» **What you will do**
How many lines in the items below contain the word "white"? Reply with the number alone.

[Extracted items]
☆ ☆ ☆

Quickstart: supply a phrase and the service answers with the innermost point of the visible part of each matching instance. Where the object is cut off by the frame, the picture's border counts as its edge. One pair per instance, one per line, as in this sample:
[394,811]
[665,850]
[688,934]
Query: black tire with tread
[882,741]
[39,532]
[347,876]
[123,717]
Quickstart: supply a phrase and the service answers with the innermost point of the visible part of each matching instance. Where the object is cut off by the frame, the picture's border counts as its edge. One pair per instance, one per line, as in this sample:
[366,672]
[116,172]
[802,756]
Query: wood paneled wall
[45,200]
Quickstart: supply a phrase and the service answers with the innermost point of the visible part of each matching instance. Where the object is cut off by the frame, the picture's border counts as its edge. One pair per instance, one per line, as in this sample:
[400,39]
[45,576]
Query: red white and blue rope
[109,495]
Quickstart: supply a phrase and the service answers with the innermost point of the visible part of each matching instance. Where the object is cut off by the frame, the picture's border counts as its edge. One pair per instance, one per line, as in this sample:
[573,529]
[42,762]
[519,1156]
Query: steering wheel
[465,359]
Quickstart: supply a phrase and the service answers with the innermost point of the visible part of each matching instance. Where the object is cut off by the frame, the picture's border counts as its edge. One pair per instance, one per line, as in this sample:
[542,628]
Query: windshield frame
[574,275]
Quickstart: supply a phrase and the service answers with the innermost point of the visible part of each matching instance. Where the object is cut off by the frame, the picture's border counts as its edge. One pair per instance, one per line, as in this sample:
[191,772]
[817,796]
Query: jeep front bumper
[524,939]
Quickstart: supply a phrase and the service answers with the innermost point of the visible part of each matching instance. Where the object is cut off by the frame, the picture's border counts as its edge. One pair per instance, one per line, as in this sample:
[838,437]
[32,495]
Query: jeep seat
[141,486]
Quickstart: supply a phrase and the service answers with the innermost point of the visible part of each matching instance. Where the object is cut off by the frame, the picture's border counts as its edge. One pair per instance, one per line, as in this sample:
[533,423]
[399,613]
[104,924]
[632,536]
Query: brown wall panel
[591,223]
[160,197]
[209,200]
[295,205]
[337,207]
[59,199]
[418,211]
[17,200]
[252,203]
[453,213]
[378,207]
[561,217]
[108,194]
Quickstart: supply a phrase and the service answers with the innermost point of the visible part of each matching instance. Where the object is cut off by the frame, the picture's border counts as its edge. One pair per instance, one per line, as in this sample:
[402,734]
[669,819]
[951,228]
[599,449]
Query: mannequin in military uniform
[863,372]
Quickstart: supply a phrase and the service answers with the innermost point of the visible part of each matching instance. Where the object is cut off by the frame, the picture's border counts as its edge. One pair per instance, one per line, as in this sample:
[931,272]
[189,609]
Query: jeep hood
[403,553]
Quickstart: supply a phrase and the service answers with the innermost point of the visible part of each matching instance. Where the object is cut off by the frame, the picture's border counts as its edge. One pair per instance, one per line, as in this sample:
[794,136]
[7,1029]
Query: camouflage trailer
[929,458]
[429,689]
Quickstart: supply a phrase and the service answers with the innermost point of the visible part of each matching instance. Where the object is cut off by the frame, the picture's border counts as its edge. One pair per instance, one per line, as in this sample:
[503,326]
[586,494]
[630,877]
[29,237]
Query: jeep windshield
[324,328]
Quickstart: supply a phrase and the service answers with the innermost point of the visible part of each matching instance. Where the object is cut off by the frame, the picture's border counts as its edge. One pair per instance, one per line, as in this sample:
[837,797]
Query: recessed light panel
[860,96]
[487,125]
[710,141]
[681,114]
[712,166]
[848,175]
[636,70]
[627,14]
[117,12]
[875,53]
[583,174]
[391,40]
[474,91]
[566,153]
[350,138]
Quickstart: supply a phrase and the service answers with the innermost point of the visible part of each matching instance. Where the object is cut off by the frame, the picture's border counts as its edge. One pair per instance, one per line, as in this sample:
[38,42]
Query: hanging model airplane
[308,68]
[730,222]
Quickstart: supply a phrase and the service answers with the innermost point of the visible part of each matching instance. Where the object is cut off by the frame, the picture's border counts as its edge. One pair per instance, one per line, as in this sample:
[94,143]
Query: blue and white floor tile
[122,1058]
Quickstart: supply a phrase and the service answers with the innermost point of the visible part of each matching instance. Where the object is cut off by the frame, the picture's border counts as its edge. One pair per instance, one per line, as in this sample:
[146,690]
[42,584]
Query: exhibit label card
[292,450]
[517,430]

☆ ☆ ☆

» **Correct answer**
2